*** Data listing Section Begins ***
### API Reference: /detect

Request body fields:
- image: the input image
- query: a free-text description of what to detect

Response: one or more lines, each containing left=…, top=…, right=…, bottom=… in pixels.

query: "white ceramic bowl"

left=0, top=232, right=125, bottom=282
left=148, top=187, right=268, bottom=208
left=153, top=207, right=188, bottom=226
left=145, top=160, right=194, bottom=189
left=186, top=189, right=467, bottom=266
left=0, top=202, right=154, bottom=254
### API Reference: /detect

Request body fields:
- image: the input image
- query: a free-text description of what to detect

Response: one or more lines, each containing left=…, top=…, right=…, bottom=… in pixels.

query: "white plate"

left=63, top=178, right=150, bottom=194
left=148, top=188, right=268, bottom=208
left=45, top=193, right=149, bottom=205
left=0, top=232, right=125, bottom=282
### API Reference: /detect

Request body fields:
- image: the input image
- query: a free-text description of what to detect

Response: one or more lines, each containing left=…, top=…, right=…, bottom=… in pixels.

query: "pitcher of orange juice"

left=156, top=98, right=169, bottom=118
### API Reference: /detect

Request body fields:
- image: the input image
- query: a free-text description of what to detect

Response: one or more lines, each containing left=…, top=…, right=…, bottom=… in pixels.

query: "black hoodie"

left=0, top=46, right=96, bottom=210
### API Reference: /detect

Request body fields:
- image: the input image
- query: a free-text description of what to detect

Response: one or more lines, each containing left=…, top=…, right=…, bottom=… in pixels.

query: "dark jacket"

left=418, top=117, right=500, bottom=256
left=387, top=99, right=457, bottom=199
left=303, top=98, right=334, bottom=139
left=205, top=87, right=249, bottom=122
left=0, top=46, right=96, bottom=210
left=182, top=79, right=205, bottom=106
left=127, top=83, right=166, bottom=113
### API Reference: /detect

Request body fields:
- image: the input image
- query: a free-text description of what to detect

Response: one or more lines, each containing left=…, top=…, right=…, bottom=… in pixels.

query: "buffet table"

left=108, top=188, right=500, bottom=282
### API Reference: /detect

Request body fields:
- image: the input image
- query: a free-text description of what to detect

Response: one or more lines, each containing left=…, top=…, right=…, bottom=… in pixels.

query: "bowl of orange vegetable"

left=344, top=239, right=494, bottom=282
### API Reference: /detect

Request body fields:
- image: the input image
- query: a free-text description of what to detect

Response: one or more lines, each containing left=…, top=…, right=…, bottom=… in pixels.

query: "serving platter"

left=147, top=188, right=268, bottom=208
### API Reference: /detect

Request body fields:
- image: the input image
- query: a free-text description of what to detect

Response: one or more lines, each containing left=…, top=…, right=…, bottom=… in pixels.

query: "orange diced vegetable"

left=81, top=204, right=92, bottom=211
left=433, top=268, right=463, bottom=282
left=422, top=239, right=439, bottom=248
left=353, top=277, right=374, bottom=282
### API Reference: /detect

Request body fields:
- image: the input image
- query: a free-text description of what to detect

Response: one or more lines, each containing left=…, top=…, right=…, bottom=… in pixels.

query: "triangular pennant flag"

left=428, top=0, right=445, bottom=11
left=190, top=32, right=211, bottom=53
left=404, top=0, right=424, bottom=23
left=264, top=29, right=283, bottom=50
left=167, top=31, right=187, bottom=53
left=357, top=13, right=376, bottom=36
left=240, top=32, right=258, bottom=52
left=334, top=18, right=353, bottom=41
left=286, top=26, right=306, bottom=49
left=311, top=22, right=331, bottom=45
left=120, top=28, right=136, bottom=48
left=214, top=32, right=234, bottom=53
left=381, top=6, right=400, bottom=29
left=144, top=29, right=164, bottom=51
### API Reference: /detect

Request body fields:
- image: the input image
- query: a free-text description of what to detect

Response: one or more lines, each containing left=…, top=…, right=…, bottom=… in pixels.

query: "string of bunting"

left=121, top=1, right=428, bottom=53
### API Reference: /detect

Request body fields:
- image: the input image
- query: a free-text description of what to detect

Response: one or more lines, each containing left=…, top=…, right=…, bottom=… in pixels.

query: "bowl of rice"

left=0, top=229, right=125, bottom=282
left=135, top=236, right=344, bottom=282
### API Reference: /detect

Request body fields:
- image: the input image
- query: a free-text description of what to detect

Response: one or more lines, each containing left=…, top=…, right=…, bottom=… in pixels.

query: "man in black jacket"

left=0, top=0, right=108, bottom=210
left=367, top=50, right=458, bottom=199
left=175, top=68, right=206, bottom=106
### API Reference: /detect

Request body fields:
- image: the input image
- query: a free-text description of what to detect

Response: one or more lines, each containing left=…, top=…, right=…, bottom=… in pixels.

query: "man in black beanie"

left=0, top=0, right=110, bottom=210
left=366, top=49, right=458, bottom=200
*** Data listing Section Ends ***
_Exercise prompt_
Every record in the listing above is to be copied exactly.

_Final answer_
### API Reference: /detect

Request body fields:
- image: the input image
- query: a free-text description of what to detect

Response: one or more lines, each containing left=…, top=…, right=…, bottom=… in pixels.

query: "white ceramic bowl"

left=0, top=232, right=125, bottom=282
left=148, top=187, right=268, bottom=208
left=153, top=207, right=188, bottom=226
left=145, top=160, right=194, bottom=189
left=186, top=189, right=467, bottom=266
left=0, top=202, right=154, bottom=254
### API Reference: /detect

Request body fields:
- image: the input image
- query: a free-text description of what to detect

Response: one or more lines, each containing left=…, top=…, right=…, bottom=… in pixels.

query: "white plate"

left=63, top=178, right=150, bottom=194
left=148, top=188, right=268, bottom=208
left=45, top=193, right=149, bottom=205
left=0, top=232, right=125, bottom=282
### API Reference: /detect

Request body fields:
- image: the input image
- query: a free-text description of what to detect

Response: one or more lines, each containing left=…, top=…, right=…, bottom=… in pixels.

query: "pitcher of orange juice"

left=156, top=98, right=169, bottom=118
### API Reference: /detect

Request body fields:
- image: the input image
- query: a free-text description of what to detect

Response: one or more lines, each containing left=…, top=…, right=…, bottom=… in pixels.

query: "black hoodie"

left=0, top=46, right=96, bottom=210
### API Reference: /detect

Request body fields:
- image: the input image
- query: a free-text description of what to detect

Response: one or more lines, each containing left=…, top=…, right=…, bottom=… in pixels.

query: "dark jacket"

left=418, top=117, right=500, bottom=256
left=387, top=99, right=457, bottom=199
left=303, top=98, right=334, bottom=139
left=205, top=87, right=249, bottom=122
left=0, top=46, right=96, bottom=210
left=182, top=79, right=205, bottom=106
left=127, top=83, right=166, bottom=113
### API Reference: /detect

Request body fields:
- image: the input image
- query: a free-text description of what to detect

Response: one or more lines, each containing left=…, top=…, right=…, bottom=… in pixels.

query: "buffet table"

left=108, top=188, right=500, bottom=282
### API Reference: /detect

Request body fields:
- image: the input image
- query: a free-text description of what to detect

Response: one or more lines, each containing left=…, top=…, right=…, bottom=… in pixels.

query: "bowl of orange vegetable"

left=344, top=239, right=494, bottom=282
### API Reference: /detect

Request body fields:
- image: the input image
- query: a free-text description of what to detect

Response: one or more lines, each containing left=…, top=…, right=…, bottom=… in pixels.

query: "serving platter"

left=147, top=188, right=268, bottom=208
### API Reference: /detect

Request body fields:
- image: the input image
- query: a free-text description of what to detect

Response: one or more lines, each containing left=…, top=…, right=…, bottom=… in pixels.

query: "orange diced vegetable"

left=81, top=204, right=92, bottom=211
left=433, top=268, right=463, bottom=282
left=422, top=239, right=439, bottom=248
left=353, top=277, right=374, bottom=282
### API Reference: /detect

Request body fields:
- image: the input image
- query: a free-text description of what to detect

Response: one or more lines, each containing left=…, top=…, right=…, bottom=… in pixels.

query: "triangular pennant flag"

left=428, top=0, right=445, bottom=11
left=190, top=32, right=211, bottom=53
left=404, top=0, right=424, bottom=23
left=264, top=29, right=283, bottom=50
left=167, top=31, right=187, bottom=53
left=357, top=13, right=376, bottom=36
left=240, top=32, right=258, bottom=52
left=334, top=18, right=353, bottom=41
left=286, top=26, right=306, bottom=49
left=311, top=22, right=331, bottom=45
left=120, top=28, right=136, bottom=48
left=214, top=32, right=234, bottom=53
left=381, top=6, right=400, bottom=29
left=144, top=29, right=164, bottom=51
### API Reference: /detect

Request body fields:
- image: the input image
- query: a free-text description of what to detect

Response: one or more lines, each containing left=…, top=…, right=…, bottom=… in pixels.

query: "string of bunting"

left=121, top=1, right=428, bottom=53
### API Reference: /detect

Request body fields:
- image: the input image
- query: a free-text description of what to detect

Response: one or more lines, each containing left=…, top=…, right=…, bottom=… in pixels.

query: "bowl of rice"

left=0, top=229, right=125, bottom=282
left=135, top=236, right=344, bottom=282
### API Reference: /detect

Request body fields:
- image: the input image
- query: a free-text description of what to detect

Response: one or more lines, each containing left=…, top=…, right=…, bottom=… in pixels.

query: "man in black jacket"

left=0, top=0, right=108, bottom=210
left=367, top=50, right=458, bottom=199
left=175, top=68, right=206, bottom=106
### API Reference: /detect

Request body fields:
- image: the input image
- query: a free-text description of what to detect

Response: one or more lines, each containing left=…, top=…, right=…, bottom=… in pixels.

query: "man in black beanie"

left=0, top=0, right=110, bottom=210
left=366, top=49, right=458, bottom=200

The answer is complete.